Magnetic resonance imaging

Our research

Magnetic resonance (MRI) is an imaging technique suitable for visualizing and analyzing the heart and cardiovascular system. Using techniques such as 4D flow MRI and Dixon, we can assess blood flow, fat, and water fractions, increasing our understanding of physiology and pathophysiology.

Cardiovascular 4D flow MRI allows for measurement of time-resolved, three-dimensional (time + 3D = 4D) blood flow velocity in the heart and larger vessels. This method, which was pioneered at CMIV, permits the visualization of blood flow patterns, and the assessment of volumetric blood flow anywhere in the acquired volume, without constrictions to a single location.

​​The velocity measurements can be used for intracardiac flow analysis, and assessment of hemodynamic parameters such as turbulent kinetic energy, wall shear stresses, pressure gradients and more. Moreover, 4D flow MRI can be combined with other techniques, for example valve tracking to quantify forward and regurgitant flow in the cardiac valves. Studying cardiovascular blood flow dynamics in patients and healthy subjects will improve our understanding of the roles of flow dynamics in health and disease, leading to improved cardiac diagnostics, novel assessments of pharmaceutical, interventional, and surgical therapies.

DATA EXTRACTS:
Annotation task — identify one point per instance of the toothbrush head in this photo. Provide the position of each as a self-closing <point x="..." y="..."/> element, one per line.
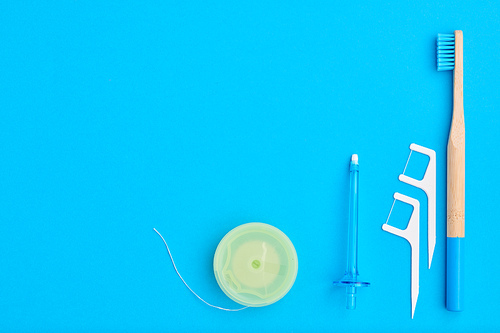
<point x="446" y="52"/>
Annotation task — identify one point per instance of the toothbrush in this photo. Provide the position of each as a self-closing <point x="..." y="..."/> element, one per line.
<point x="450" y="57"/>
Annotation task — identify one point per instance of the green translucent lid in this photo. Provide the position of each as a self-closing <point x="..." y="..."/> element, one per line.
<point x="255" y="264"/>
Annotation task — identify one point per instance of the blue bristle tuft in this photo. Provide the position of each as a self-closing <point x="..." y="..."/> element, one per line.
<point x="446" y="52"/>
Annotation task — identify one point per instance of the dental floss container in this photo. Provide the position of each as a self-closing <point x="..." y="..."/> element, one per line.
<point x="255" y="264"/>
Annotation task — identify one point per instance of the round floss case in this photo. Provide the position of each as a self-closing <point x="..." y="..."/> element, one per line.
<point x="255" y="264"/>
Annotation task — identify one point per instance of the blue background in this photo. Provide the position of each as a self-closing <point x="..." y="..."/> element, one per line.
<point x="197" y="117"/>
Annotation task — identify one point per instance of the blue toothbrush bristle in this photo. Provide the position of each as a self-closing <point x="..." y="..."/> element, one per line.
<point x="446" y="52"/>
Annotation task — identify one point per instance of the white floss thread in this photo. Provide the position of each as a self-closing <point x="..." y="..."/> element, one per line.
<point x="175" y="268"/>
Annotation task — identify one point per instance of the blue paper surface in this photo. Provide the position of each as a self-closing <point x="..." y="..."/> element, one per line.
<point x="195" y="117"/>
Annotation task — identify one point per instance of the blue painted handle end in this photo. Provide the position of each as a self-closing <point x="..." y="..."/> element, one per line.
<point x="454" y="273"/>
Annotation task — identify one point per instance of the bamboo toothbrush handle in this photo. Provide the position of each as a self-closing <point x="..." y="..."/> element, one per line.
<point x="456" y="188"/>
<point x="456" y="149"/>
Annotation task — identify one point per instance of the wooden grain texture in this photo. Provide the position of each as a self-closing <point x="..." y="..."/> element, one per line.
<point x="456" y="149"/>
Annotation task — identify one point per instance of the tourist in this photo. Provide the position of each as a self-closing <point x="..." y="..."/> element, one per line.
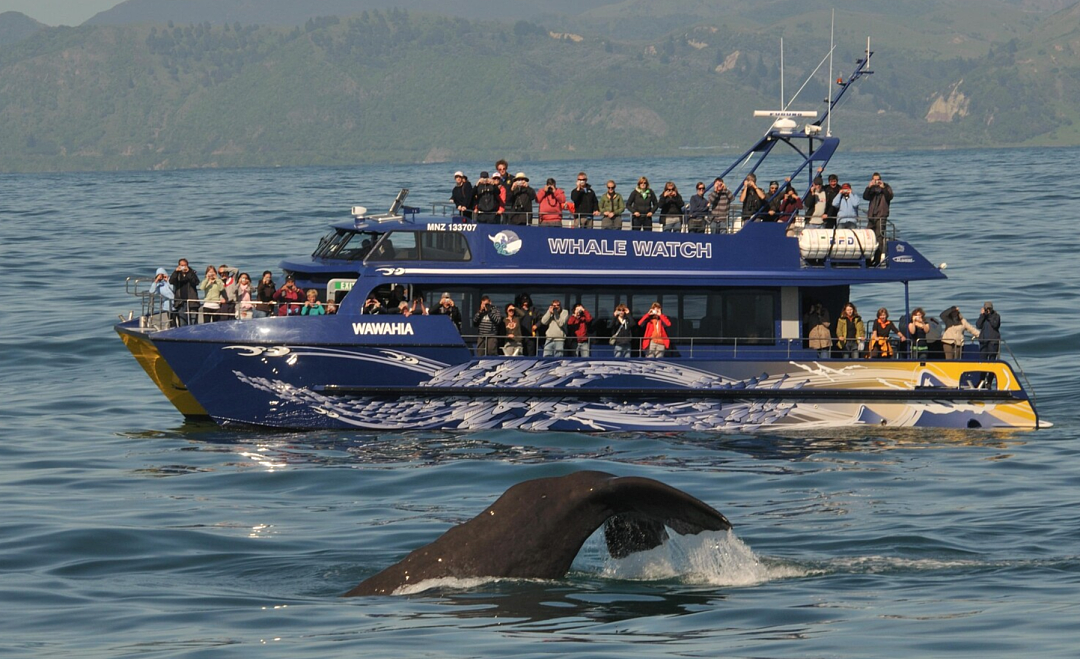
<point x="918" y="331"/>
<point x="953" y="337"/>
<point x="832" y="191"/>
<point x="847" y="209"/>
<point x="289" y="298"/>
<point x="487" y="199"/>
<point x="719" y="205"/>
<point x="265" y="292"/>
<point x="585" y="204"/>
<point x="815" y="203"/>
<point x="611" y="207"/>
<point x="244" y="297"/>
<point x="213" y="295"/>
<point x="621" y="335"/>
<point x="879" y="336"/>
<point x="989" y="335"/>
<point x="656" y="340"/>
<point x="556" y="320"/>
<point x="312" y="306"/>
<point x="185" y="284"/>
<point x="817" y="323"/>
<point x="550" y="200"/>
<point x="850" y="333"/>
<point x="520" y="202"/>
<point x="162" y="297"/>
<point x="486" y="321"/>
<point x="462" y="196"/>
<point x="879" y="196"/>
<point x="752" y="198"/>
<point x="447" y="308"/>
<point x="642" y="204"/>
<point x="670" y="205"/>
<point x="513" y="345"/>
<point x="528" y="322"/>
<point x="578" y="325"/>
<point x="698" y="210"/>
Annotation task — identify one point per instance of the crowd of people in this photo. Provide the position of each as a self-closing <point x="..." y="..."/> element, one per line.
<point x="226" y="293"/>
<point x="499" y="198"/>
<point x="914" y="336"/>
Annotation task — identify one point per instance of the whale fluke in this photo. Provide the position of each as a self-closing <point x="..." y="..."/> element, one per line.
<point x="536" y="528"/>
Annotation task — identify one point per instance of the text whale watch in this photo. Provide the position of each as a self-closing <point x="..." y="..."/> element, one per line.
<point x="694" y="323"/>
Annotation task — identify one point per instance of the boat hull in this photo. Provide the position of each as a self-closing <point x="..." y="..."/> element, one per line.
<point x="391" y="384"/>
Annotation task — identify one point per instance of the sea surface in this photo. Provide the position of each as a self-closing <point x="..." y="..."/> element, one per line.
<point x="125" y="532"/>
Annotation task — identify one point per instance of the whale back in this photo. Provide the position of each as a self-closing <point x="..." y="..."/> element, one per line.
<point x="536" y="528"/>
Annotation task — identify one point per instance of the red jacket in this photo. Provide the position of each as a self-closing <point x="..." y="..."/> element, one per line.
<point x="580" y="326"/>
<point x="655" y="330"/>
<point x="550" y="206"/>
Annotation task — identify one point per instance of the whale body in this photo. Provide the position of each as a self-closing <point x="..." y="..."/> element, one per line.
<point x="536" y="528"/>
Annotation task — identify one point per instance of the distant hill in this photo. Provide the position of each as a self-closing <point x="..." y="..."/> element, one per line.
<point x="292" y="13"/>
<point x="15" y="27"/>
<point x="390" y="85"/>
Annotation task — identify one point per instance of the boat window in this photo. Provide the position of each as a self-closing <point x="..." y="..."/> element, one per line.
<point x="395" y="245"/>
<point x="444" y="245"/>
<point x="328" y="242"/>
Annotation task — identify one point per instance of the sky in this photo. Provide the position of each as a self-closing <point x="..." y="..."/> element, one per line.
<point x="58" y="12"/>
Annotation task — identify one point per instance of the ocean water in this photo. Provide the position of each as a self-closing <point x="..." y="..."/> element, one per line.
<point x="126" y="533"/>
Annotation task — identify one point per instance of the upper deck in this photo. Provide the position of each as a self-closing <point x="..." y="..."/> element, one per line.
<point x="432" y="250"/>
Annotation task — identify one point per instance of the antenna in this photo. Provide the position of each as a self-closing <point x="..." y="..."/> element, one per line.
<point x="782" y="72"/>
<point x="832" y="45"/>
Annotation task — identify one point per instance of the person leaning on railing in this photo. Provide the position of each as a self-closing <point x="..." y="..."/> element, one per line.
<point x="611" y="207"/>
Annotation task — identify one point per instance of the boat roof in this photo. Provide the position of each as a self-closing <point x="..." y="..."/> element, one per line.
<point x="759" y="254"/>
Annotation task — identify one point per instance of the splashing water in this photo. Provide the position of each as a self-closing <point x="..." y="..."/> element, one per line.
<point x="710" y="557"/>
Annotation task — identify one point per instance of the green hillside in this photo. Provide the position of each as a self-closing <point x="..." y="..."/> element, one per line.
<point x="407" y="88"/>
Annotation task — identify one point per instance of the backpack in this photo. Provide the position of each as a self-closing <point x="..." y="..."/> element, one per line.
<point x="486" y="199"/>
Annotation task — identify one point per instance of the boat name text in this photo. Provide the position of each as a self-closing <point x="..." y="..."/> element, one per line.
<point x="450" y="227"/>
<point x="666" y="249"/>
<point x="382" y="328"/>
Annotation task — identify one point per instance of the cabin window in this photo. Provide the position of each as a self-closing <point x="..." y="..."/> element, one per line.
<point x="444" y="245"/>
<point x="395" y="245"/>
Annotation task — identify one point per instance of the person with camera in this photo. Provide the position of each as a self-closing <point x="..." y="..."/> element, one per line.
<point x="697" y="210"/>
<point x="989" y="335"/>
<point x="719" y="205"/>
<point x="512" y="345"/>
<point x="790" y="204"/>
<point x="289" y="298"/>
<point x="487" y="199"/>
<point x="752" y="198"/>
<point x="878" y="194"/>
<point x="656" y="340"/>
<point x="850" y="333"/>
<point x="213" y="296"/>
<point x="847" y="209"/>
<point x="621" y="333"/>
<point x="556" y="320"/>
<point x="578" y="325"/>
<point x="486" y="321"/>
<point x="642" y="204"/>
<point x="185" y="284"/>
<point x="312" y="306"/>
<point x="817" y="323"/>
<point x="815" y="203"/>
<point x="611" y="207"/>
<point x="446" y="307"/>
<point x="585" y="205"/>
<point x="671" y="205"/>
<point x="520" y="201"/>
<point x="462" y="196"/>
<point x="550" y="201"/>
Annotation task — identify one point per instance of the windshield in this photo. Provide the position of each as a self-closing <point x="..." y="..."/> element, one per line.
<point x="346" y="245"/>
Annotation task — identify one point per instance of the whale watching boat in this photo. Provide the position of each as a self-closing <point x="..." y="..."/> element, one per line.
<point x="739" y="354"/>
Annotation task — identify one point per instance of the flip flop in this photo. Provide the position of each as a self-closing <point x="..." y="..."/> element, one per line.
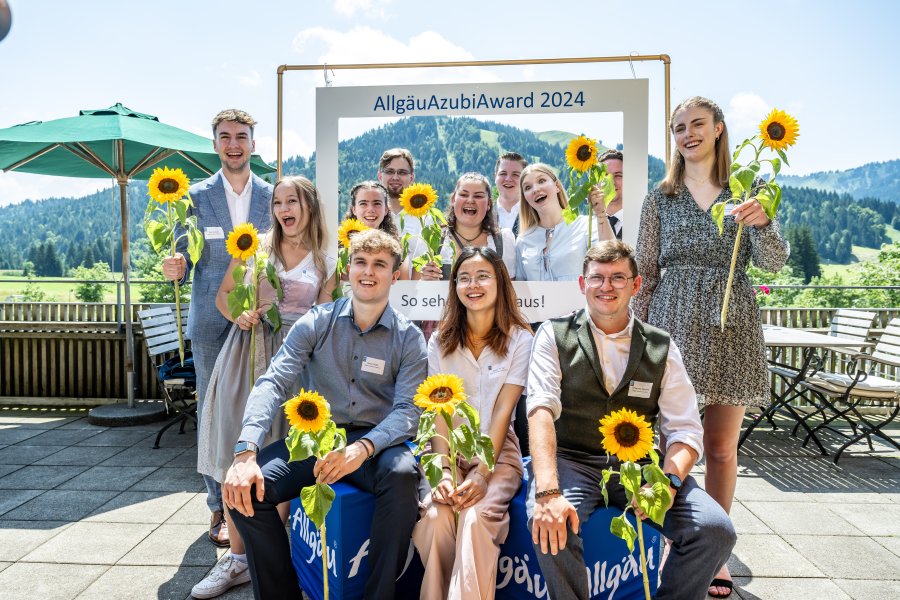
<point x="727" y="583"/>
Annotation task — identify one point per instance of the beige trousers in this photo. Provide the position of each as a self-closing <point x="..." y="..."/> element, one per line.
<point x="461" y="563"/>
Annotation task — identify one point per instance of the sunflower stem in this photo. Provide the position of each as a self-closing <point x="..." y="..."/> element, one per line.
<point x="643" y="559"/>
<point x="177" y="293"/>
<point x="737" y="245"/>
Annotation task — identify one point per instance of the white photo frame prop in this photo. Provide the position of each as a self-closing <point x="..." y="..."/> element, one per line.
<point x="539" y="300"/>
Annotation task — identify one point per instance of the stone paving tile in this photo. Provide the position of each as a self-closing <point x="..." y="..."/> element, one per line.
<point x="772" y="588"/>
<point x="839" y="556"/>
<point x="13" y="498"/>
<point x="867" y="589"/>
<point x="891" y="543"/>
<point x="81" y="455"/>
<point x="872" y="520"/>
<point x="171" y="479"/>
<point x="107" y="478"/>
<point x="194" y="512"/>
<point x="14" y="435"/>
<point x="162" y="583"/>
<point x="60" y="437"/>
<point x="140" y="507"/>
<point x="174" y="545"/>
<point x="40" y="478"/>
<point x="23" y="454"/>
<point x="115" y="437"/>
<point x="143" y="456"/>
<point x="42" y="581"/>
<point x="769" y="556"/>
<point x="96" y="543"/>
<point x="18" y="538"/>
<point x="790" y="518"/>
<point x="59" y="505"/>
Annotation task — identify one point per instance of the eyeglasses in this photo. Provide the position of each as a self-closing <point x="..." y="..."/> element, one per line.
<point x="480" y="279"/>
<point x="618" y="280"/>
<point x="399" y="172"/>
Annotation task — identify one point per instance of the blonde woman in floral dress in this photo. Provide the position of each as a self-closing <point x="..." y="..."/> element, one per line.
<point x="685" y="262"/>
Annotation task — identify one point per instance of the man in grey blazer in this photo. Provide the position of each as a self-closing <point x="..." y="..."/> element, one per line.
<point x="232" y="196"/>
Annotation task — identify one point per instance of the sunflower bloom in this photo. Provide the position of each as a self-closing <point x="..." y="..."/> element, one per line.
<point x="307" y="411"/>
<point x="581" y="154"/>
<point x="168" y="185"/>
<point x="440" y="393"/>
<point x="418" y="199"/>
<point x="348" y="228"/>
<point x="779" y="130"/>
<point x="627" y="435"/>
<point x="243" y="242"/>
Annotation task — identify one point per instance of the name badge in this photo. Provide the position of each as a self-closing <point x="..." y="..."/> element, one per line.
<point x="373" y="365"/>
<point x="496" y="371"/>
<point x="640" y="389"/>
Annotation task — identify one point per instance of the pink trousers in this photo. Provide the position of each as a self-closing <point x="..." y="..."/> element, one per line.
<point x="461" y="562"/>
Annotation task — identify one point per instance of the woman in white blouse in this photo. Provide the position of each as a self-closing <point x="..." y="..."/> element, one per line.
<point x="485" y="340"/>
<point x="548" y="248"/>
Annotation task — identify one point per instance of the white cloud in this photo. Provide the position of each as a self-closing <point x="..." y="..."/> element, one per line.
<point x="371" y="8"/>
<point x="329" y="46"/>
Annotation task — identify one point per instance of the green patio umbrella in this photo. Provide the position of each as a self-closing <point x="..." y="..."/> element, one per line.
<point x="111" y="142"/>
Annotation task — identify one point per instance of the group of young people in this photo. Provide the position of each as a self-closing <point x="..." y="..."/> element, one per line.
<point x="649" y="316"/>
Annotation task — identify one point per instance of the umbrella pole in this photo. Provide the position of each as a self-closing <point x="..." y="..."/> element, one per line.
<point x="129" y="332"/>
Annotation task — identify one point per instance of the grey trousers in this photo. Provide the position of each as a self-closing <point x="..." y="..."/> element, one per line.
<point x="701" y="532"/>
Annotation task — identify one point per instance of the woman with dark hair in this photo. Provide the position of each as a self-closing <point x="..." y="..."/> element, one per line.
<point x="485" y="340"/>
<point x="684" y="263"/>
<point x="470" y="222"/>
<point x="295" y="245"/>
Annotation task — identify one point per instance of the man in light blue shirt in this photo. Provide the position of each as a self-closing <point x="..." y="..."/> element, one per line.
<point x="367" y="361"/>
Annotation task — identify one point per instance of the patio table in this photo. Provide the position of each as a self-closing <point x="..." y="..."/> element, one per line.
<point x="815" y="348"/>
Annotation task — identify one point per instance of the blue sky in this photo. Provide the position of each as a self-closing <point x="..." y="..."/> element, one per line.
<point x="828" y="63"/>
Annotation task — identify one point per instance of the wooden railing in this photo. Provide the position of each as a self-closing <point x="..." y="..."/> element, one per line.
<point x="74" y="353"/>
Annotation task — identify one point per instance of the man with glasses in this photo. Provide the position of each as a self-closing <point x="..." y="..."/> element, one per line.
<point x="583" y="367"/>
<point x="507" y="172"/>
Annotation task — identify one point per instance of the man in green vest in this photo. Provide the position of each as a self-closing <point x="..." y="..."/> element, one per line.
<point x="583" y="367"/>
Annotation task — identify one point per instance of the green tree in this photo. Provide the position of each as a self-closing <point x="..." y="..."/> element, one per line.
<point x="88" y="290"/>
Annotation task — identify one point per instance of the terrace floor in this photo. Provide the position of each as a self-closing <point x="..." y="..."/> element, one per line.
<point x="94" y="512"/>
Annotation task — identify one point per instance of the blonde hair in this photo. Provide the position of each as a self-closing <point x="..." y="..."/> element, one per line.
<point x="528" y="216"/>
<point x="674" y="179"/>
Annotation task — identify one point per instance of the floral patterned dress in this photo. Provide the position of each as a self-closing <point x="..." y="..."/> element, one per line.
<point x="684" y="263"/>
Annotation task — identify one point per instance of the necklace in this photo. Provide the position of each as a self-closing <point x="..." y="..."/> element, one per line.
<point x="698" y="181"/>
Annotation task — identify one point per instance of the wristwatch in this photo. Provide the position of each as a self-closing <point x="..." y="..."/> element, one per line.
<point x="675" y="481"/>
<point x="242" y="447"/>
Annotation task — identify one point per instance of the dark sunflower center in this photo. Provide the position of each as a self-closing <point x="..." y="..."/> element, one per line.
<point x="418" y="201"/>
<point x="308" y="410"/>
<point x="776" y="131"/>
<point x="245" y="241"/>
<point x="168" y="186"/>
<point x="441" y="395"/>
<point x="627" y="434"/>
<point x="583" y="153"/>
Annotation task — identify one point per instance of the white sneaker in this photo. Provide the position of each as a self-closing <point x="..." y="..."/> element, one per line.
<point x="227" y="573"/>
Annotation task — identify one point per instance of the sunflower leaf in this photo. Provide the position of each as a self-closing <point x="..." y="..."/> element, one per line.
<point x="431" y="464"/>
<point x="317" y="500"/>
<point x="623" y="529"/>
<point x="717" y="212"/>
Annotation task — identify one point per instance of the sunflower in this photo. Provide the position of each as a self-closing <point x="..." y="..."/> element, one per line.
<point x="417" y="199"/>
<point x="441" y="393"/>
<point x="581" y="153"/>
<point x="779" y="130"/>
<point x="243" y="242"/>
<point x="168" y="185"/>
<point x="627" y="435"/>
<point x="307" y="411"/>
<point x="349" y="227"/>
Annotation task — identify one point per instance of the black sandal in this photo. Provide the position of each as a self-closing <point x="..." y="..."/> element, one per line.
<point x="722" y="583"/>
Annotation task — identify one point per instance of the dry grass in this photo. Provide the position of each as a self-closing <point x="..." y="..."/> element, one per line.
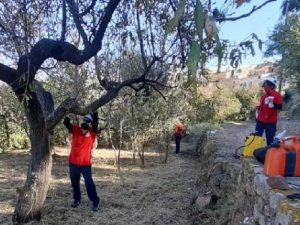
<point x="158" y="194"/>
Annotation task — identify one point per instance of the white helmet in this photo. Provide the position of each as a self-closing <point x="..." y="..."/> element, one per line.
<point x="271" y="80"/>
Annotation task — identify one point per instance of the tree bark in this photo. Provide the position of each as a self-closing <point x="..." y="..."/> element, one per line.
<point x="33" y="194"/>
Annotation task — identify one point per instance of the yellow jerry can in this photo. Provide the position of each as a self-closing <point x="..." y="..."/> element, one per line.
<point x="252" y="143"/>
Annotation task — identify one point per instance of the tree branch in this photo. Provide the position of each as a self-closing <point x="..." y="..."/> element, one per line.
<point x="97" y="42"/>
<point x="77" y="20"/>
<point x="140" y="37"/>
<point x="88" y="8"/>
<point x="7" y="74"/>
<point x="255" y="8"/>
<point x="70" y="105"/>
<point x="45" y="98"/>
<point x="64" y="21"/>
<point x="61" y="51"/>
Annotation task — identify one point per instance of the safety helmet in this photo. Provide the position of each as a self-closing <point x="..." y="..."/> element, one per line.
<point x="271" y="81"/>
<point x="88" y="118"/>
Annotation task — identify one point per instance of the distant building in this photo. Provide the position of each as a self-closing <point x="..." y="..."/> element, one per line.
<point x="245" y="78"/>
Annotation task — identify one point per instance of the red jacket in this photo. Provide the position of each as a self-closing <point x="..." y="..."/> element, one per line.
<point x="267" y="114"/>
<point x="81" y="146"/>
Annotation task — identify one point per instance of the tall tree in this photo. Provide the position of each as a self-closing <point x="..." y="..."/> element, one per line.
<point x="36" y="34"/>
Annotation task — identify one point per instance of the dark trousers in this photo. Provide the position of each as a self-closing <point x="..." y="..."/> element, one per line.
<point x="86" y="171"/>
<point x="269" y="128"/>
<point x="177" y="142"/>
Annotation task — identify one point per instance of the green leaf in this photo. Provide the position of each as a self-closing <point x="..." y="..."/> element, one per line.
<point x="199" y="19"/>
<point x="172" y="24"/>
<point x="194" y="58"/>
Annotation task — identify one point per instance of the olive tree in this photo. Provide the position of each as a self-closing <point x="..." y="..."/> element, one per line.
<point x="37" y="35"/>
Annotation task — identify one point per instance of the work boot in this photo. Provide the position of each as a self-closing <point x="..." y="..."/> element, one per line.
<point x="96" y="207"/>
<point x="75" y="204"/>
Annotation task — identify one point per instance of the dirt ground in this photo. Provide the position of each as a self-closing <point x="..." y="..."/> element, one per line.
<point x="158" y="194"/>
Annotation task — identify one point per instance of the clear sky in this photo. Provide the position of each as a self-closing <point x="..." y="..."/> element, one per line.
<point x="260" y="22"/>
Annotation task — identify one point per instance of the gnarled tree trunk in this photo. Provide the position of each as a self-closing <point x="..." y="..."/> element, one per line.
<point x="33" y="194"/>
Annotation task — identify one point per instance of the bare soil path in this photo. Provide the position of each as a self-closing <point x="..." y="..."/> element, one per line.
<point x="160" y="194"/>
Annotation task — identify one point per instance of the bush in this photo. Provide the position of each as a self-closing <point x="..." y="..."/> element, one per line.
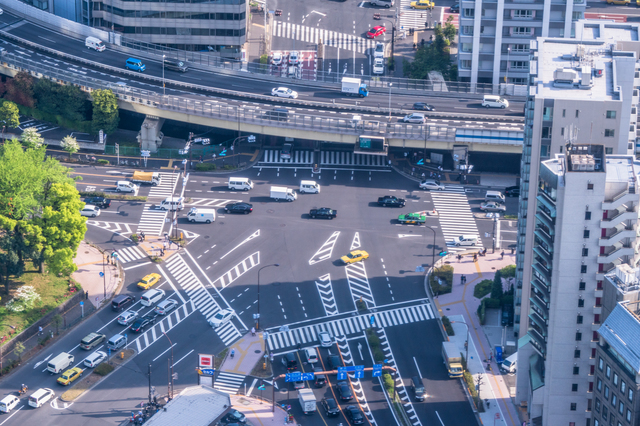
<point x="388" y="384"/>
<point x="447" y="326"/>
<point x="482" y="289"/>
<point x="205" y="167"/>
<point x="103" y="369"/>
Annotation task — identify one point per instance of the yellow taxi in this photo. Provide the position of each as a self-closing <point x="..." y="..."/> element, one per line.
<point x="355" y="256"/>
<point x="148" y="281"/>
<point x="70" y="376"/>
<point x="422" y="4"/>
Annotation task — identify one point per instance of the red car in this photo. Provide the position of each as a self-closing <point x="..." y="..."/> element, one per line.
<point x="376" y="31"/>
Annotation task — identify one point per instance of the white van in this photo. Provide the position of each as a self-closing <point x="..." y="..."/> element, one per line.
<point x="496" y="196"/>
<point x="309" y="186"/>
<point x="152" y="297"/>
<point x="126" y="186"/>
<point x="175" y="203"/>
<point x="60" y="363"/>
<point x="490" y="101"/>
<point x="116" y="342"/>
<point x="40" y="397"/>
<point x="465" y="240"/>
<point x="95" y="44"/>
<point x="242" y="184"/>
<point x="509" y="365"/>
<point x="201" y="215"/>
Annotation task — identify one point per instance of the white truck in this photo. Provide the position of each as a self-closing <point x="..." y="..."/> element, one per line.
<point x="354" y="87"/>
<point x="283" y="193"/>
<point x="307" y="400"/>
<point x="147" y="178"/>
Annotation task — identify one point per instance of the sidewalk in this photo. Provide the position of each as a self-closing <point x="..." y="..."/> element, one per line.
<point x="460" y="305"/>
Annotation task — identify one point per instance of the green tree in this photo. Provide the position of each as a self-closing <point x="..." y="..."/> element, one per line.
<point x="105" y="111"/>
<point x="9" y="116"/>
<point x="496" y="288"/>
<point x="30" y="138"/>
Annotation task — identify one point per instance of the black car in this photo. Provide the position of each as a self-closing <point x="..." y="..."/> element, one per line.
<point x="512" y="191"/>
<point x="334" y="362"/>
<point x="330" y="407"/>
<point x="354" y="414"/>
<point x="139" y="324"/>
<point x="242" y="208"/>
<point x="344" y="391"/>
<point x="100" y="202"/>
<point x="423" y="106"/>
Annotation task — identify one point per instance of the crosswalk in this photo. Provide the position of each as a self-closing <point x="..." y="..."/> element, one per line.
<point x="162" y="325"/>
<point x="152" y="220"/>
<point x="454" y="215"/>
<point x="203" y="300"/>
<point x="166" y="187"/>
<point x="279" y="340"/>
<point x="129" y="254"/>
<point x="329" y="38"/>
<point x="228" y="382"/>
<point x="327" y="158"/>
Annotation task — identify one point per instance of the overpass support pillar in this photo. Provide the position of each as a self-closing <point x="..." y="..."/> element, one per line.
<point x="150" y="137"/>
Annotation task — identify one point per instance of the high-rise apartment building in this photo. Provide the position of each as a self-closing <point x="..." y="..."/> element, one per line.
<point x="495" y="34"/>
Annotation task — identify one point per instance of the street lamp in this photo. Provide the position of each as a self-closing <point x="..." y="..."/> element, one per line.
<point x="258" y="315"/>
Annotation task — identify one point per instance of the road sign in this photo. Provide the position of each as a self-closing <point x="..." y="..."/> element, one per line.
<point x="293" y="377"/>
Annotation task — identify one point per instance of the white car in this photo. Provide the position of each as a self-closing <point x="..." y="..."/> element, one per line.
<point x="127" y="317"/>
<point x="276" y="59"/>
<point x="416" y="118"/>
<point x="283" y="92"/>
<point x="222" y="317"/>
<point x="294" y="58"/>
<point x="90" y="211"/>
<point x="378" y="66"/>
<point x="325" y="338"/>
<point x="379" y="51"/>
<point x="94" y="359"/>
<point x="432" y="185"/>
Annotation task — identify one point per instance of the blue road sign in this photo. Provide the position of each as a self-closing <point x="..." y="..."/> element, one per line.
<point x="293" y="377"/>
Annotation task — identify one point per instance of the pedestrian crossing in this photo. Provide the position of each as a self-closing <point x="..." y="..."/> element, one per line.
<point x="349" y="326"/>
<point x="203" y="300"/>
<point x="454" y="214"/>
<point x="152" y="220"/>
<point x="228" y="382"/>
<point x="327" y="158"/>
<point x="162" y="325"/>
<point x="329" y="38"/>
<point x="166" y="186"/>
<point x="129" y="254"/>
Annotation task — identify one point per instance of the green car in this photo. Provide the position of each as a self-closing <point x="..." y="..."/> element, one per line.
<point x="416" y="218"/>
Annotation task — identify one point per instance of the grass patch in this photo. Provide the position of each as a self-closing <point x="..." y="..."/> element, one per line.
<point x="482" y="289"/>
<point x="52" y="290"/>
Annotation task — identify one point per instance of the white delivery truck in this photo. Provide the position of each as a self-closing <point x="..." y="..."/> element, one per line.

REQUIRED ACTIONS:
- a) According to the magnetic resonance imaging text, which institution pioneered cardiovascular 4D flow MRI?
- b) Carry on the text on magnetic resonance imaging from its final sentence.

ANSWERS GIVEN:
- a) CMIV

- b)
Some of the challenges of 4D flow MRI are the extended scanning and reconstruction times. We are actively researching different methods to expedite the scanning and reconstruction process. This involves acquiring data more rapidly on the scanner and subsequently applying reconstruction techniques. These approaches aim to enhance the quality of images available for in-depth analysis.


Visualization of kinetic energy in the heart and the aorta. The dataset was acquired with 4D Flow MRI.

Visualization of blood flow velocities in the heart and the aorta. The dataset was acquired with 4D Flow MRI.